● **Extracted text**
# Rio 2



## Harbinger (Apr 11, 2014)

Anyone seen it yet?
What did you think of the first?
General consensus seems to be that they are terrible but i found is exactly the opposite and loved the fudge outta the first one, cant wait to see the second although looks like i gonna have to wait for it to come on netflix if it ever does -_-


----------



## PastryOfApathy (Apr 11, 2014)

I never bothered. They just seemed so generic kids movie-y.


----------



## Tica (Apr 11, 2014)

Never saw them, but I might have to see the 2nd one because there's a sloth with a flower in her hair in it.


----------



## Astus (Apr 17, 2014)

I saw it, it was pretty lame, just your generic don't cut down the rainforest junk mixed with accepting others and all that fun stuff. The first one was a lot better IMO


----------



## Captain Howdy (Apr 17, 2014)

The ads alone looked so stupid, so I imagine that single-digit-age humour carries into the movie.


----------



## Butters Shikkon (Apr 17, 2014)

I would have imagined they said all the had to say in the first movie.


----------



## Troj (Apr 17, 2014)

I have yet to see the sequel, but the first one was enjoyable enough, despite having its flaws and its extraneous characters. 

I liked the music in the first one, and I've heard that the sequel's music is even better. Of course, the animation is always top-notch (even though they gave the macaws an incorrect number of toes).


----------



## Benji (Apr 17, 2014)

I loved the animation and the character design for Blu.

The plot and supporting characters were kinda lame for the first one.

I did like the villain cockatoo character in the first one.

I'll probably watch the second one when it comes to Netflix.


----------



## Hewge (Apr 17, 2014)

Burds are lame!


----------



## Harbinger (Apr 17, 2014)

Hewge said:


> Burds are lame!



You g'otter be joking.
And yeah, some of the soundtrack is pretty fucking awesome.
[video=youtube;qxp2Lj02Vsc]https://www.youtube.com/watch?v=qxp2Lj02Vsc[/video]
Thats done in english aswell but its got this annoying ass Andy Garcia bit in the middle which completely kills the track.
Still looking forward to watching it, although its looking like i'll have to wait for it to be on netflix aswell however long that will take.


----------



## Butters Shikkon (Apr 17, 2014)

Hewge said:


> Burds are lame!



Slut! >:C

(Also, your species should be Otter Control heheheheuehuehue.)


----------



## Taralack (Apr 17, 2014)

Yeah I'm pretty surprised at the response to this on this forum. The first one was pretty good, and while I'm not gonna pay to watch the second, I will still watch it when it comes out on DVD.


----------



## Lobar (Apr 18, 2014)

DreamWorks continues to fail at being Pixar, rehashes shitty movie in shittier sequel.  Film at 11.


----------



## DorotheaH (Apr 18, 2014)

I never saw it, however a friend pretty much is demanding that I should go watch it with him. So ..soon. Then I will be able to say what I think of them.


----------



## Troj (Apr 18, 2014)

FYI guys, Rio was produced by Blue Sky studios, the makers of the Ice Age movies and Horton Hears a Who. Not Dreamworks.


----------



## RabidLynx (Apr 18, 2014)

My friend just saw it, said he liked it. Just kinda looks stupid to me... I kinda liked the first one, but it's not one of my favorites, so I probably won't bother with the second one.

● **Requirements**
• 1. Translate this sentence from the Rio 2 forum thread into Spanish: "I liked the music in the first one, and I've heard that the sequel's music is even better."
• 2. From the Rio 2 forum thread, reproduce word for word the passage that starts with the words containing "## Harbinger (Apr 11, 2014)" and ends with "PastryOfApathy (Apr 11, 2014)".

● **Data provided**
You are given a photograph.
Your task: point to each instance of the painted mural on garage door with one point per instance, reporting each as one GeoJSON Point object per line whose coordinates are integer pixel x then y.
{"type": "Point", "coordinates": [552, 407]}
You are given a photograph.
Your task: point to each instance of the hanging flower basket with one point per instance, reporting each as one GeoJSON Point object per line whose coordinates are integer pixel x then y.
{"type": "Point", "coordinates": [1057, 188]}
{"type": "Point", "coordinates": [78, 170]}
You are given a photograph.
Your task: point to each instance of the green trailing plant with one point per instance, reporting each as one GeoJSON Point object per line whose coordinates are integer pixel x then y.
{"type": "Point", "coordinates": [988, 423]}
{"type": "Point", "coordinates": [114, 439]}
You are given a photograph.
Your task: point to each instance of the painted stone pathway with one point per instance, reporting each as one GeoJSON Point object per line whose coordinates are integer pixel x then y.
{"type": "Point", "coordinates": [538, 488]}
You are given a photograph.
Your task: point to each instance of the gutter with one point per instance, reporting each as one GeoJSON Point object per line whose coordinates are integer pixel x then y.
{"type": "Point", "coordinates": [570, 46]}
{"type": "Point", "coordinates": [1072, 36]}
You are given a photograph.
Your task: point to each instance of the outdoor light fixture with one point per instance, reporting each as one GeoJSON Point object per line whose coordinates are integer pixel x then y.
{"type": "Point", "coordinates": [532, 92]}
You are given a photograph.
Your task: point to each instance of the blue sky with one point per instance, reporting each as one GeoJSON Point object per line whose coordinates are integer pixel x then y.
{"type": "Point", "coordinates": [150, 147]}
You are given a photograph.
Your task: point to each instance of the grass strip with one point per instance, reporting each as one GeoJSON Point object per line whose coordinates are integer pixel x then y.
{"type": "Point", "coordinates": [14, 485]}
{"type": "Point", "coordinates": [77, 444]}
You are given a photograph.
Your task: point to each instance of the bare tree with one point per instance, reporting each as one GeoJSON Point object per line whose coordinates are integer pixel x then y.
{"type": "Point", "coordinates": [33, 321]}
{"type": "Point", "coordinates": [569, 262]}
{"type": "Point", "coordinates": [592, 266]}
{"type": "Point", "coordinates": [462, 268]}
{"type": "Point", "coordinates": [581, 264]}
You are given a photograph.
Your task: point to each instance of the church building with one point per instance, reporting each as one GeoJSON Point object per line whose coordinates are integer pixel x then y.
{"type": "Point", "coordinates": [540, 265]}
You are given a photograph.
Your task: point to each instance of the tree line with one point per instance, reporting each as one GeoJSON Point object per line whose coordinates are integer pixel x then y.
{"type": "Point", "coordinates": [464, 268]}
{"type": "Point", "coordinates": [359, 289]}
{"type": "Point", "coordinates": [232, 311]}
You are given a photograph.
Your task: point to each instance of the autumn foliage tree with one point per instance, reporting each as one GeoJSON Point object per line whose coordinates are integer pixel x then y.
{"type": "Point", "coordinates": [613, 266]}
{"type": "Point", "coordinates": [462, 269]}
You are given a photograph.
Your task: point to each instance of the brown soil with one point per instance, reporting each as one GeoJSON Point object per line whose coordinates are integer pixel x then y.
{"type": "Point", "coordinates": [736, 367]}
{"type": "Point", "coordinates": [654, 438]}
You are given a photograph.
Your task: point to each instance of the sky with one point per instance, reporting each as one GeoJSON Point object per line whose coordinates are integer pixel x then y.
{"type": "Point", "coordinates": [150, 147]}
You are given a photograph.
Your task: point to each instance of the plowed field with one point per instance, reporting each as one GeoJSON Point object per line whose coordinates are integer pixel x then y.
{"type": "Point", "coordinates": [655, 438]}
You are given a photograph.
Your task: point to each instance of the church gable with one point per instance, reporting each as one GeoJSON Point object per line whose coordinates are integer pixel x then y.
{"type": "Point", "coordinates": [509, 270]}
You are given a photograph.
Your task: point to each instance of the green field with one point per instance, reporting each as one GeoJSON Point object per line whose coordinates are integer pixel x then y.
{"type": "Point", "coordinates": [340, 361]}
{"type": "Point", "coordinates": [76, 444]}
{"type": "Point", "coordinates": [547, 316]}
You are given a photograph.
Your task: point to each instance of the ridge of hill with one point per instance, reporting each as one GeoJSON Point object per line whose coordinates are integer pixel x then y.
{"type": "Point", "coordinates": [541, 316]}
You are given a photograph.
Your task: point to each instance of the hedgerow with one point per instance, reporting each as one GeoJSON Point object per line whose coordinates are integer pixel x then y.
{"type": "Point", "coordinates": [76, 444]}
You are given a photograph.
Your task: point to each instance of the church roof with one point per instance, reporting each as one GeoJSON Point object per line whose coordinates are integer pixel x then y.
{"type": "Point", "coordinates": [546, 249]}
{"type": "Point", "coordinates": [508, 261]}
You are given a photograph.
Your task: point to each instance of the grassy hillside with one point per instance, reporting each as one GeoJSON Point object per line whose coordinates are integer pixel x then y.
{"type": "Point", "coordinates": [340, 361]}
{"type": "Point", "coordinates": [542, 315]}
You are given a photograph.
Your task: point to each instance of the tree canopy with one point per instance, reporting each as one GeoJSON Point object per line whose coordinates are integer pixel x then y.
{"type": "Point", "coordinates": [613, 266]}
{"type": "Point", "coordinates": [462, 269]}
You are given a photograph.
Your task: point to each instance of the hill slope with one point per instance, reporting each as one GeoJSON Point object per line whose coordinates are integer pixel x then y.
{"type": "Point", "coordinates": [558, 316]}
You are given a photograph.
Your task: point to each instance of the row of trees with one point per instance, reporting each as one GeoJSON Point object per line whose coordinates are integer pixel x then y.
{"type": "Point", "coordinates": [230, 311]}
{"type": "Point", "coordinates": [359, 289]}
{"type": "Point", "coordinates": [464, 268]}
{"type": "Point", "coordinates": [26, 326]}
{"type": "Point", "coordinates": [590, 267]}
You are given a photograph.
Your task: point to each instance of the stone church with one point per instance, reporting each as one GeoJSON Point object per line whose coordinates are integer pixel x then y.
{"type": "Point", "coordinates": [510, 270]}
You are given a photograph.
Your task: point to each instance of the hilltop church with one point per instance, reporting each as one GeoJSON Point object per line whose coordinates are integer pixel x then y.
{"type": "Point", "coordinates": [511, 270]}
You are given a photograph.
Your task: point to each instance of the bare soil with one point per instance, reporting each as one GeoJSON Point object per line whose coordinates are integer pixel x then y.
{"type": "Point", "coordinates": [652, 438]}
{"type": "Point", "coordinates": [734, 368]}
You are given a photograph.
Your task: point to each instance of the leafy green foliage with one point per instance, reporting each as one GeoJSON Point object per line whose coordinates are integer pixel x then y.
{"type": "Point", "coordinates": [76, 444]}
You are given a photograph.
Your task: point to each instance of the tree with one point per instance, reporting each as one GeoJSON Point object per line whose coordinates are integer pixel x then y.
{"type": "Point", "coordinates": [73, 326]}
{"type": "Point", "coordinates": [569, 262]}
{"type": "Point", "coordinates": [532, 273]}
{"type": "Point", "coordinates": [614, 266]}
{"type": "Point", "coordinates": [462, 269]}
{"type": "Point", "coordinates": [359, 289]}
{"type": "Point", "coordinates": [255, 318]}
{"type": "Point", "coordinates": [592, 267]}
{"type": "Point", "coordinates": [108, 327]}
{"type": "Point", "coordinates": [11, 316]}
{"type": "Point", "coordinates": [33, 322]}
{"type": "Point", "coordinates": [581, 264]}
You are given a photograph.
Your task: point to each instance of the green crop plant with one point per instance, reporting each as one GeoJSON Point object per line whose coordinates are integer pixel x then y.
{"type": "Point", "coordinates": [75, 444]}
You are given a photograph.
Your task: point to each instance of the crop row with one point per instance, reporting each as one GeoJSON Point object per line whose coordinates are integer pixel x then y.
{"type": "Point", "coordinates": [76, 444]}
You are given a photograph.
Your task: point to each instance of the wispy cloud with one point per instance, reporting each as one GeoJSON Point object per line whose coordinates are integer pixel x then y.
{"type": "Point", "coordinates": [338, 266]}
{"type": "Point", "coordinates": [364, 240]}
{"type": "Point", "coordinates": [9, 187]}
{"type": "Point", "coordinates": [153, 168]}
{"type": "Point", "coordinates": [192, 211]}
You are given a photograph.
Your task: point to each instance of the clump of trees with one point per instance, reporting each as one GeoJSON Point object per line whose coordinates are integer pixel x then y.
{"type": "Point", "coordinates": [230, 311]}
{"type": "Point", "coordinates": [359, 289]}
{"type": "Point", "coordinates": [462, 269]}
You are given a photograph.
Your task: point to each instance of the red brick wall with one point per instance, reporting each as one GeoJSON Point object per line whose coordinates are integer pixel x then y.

● **The solutions**
• 1. Me gustó la música de la primera, y he oído que la música de la secuela es todavía mejor.

• 2.
## Harbinger (Apr 11, 2014)

Anyone seen it yet?
What did you think of the first?
General consensus seems to be that they are terrible but i found is exactly the opposite and loved the fudge outta the first one, cant wait to see the second although looks like i gonna have to wait for it to come on netflix if it ever does -_-


----------



## PastryOfApathy (Apr 11, 2014)